(Point placement records)
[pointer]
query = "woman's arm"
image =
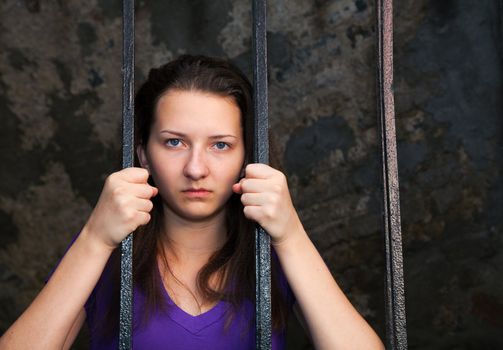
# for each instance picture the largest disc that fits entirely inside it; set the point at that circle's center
(331, 319)
(53, 319)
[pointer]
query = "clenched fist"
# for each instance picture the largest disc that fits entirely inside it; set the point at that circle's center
(124, 204)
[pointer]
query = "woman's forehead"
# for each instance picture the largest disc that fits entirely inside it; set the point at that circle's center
(195, 110)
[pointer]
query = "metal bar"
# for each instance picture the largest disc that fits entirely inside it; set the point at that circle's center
(396, 331)
(126, 287)
(261, 154)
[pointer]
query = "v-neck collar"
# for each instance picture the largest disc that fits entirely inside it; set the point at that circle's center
(193, 324)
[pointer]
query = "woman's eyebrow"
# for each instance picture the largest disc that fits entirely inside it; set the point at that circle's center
(211, 137)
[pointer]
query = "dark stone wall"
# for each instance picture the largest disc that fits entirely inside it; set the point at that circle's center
(60, 108)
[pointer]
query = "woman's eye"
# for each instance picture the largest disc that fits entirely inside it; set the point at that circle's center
(221, 145)
(173, 142)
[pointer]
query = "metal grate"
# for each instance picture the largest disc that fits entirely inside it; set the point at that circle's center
(126, 288)
(261, 155)
(395, 296)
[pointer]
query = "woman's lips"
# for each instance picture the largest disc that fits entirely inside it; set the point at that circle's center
(197, 193)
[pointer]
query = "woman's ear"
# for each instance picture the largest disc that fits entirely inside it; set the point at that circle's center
(142, 157)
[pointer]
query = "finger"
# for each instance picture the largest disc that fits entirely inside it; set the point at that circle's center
(143, 217)
(142, 190)
(237, 188)
(253, 212)
(135, 175)
(259, 171)
(255, 199)
(256, 185)
(143, 205)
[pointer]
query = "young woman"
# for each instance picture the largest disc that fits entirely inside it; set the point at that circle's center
(193, 201)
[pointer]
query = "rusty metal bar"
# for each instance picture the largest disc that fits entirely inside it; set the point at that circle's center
(126, 287)
(261, 151)
(396, 331)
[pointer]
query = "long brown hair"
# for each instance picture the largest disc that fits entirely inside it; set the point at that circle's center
(235, 260)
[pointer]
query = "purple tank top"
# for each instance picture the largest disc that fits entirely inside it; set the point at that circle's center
(175, 329)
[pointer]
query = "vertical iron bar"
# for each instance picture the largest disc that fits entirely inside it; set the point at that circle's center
(261, 154)
(395, 293)
(126, 287)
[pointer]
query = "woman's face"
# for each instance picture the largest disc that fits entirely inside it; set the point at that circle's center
(195, 152)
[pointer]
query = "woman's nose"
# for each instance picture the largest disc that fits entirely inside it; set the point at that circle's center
(196, 167)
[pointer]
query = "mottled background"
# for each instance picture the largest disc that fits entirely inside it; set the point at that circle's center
(60, 110)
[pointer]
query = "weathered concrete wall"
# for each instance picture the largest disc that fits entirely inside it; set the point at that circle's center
(60, 109)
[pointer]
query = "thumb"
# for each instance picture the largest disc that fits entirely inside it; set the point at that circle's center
(237, 188)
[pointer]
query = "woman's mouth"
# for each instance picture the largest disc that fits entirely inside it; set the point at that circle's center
(196, 192)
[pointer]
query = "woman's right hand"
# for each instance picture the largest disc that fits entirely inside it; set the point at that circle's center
(124, 204)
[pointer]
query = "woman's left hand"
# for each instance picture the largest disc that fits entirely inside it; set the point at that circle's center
(266, 199)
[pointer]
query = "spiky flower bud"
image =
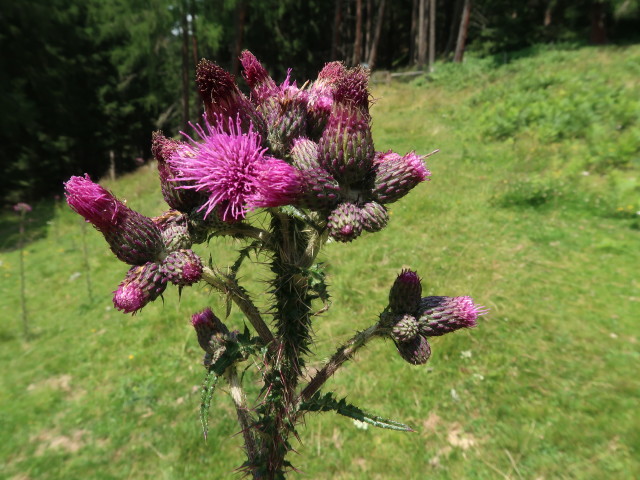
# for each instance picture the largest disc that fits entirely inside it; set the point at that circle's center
(405, 329)
(181, 199)
(320, 190)
(174, 228)
(261, 84)
(346, 147)
(208, 327)
(440, 315)
(416, 351)
(405, 293)
(143, 284)
(286, 119)
(395, 175)
(223, 99)
(374, 217)
(345, 222)
(352, 88)
(304, 154)
(182, 267)
(133, 238)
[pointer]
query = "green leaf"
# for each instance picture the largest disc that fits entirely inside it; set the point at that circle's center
(208, 387)
(324, 403)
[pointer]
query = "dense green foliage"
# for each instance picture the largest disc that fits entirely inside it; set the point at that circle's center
(83, 82)
(545, 387)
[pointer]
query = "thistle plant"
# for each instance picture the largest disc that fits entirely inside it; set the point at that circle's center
(305, 157)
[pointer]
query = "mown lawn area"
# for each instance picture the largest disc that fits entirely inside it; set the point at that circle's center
(533, 209)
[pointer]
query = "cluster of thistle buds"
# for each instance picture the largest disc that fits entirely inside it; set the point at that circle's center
(411, 319)
(309, 148)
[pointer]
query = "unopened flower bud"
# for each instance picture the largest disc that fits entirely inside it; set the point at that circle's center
(304, 154)
(133, 238)
(143, 284)
(261, 84)
(285, 115)
(182, 267)
(416, 351)
(181, 199)
(174, 228)
(395, 175)
(209, 327)
(345, 222)
(405, 293)
(440, 315)
(320, 190)
(346, 147)
(405, 329)
(223, 99)
(374, 217)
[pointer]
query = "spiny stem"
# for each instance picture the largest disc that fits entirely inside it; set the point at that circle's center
(344, 353)
(228, 285)
(23, 298)
(244, 418)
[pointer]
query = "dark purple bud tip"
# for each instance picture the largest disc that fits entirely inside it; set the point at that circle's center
(405, 293)
(416, 351)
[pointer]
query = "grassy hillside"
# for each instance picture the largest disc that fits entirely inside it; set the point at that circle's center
(532, 209)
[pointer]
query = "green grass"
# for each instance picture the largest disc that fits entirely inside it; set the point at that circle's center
(546, 386)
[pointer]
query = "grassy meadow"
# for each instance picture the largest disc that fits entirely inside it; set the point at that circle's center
(533, 209)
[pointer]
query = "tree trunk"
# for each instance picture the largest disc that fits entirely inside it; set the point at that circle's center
(368, 30)
(453, 30)
(432, 34)
(184, 22)
(357, 44)
(241, 16)
(598, 14)
(376, 39)
(422, 34)
(462, 33)
(337, 23)
(413, 48)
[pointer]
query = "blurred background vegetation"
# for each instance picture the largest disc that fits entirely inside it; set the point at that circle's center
(85, 83)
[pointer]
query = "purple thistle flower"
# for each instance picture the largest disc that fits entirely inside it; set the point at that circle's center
(440, 315)
(142, 285)
(133, 238)
(22, 208)
(231, 168)
(396, 175)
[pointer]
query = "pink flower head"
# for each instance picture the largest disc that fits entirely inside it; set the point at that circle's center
(133, 238)
(231, 168)
(396, 175)
(94, 203)
(440, 315)
(261, 84)
(143, 284)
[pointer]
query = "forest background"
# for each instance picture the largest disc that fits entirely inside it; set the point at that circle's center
(85, 83)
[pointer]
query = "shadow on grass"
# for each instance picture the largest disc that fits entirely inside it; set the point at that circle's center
(36, 225)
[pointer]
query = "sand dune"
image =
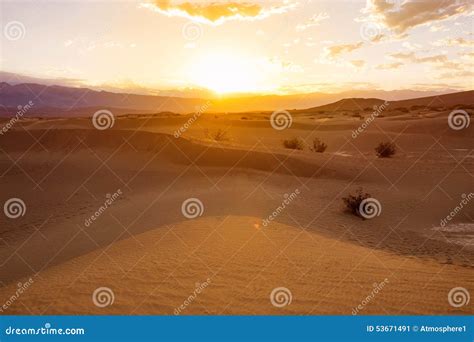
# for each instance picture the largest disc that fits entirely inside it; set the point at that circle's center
(155, 272)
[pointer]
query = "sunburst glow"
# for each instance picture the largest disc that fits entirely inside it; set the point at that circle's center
(227, 73)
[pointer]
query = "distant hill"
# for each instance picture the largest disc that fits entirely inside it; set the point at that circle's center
(359, 104)
(53, 100)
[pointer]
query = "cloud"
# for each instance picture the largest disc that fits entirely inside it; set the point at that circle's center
(462, 42)
(413, 58)
(214, 12)
(358, 63)
(389, 66)
(336, 50)
(457, 74)
(402, 16)
(313, 21)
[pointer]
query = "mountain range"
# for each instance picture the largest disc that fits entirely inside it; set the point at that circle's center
(54, 100)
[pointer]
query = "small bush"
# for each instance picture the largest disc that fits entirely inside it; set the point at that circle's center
(353, 202)
(385, 150)
(219, 135)
(294, 143)
(319, 146)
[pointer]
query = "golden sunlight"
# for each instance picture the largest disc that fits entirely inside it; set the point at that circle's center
(227, 73)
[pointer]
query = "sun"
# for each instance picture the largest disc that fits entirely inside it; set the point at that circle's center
(226, 73)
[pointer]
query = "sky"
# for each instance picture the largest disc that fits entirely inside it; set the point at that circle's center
(281, 47)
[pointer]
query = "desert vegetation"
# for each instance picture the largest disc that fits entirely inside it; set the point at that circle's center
(294, 143)
(319, 146)
(353, 201)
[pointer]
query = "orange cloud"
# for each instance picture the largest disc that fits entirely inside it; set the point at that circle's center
(408, 14)
(389, 66)
(217, 12)
(337, 50)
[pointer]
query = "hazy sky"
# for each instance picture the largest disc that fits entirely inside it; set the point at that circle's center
(227, 46)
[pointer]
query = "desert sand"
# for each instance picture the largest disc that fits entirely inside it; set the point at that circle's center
(153, 258)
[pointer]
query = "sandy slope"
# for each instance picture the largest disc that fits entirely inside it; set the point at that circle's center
(154, 273)
(154, 257)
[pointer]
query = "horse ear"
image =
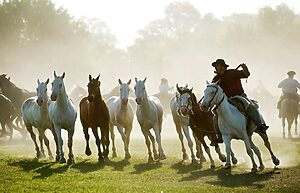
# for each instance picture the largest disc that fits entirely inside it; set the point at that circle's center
(98, 77)
(120, 82)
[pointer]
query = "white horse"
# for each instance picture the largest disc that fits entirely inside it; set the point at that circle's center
(121, 116)
(35, 114)
(149, 115)
(181, 121)
(232, 125)
(63, 115)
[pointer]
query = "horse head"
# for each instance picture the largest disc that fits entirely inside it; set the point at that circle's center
(57, 86)
(42, 92)
(213, 95)
(140, 90)
(93, 88)
(184, 99)
(124, 91)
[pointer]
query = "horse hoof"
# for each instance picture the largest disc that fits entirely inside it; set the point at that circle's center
(162, 156)
(222, 158)
(234, 160)
(71, 161)
(185, 156)
(88, 152)
(62, 160)
(227, 166)
(276, 161)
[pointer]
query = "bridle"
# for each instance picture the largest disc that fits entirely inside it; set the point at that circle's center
(215, 93)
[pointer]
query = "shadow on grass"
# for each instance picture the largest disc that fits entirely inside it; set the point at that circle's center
(45, 169)
(86, 167)
(183, 168)
(229, 179)
(143, 167)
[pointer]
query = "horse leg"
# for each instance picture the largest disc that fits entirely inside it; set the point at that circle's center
(147, 141)
(127, 133)
(178, 129)
(98, 143)
(41, 138)
(250, 152)
(60, 145)
(33, 137)
(71, 159)
(156, 157)
(227, 142)
(268, 146)
(120, 129)
(157, 130)
(283, 126)
(222, 157)
(190, 143)
(47, 143)
(112, 136)
(199, 151)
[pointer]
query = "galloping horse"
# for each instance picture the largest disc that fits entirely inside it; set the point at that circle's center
(200, 122)
(181, 121)
(149, 115)
(17, 97)
(94, 113)
(6, 112)
(121, 116)
(62, 115)
(289, 110)
(232, 125)
(35, 114)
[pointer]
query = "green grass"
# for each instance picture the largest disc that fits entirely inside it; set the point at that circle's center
(20, 172)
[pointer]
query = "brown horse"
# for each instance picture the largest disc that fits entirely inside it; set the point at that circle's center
(289, 109)
(94, 113)
(200, 122)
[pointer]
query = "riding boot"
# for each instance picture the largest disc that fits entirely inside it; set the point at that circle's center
(255, 117)
(218, 138)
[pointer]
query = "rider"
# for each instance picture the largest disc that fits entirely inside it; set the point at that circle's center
(230, 82)
(164, 87)
(289, 88)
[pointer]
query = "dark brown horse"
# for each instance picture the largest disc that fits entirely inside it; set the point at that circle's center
(94, 113)
(200, 122)
(17, 97)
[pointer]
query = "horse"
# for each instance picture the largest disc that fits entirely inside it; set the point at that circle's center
(6, 112)
(200, 122)
(121, 116)
(62, 115)
(35, 114)
(289, 110)
(181, 122)
(149, 115)
(232, 125)
(94, 113)
(17, 97)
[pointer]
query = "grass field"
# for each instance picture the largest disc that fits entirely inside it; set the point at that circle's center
(20, 172)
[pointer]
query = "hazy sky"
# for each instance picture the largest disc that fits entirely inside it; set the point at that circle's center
(125, 17)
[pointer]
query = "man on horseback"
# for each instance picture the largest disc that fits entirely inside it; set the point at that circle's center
(230, 81)
(289, 88)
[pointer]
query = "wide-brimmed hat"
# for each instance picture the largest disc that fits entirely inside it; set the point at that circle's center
(291, 73)
(219, 61)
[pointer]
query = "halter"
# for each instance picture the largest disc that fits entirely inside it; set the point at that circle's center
(219, 103)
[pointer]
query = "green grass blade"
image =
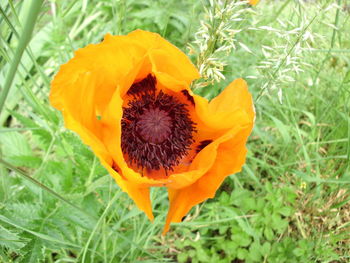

* **GOAL**
Pull out each line of the data above that contains the word "thistle".

* **EXPECTED ANSWER**
query = "thistle plant"
query = "cluster of thistle buds"
query = "purple thistle flower"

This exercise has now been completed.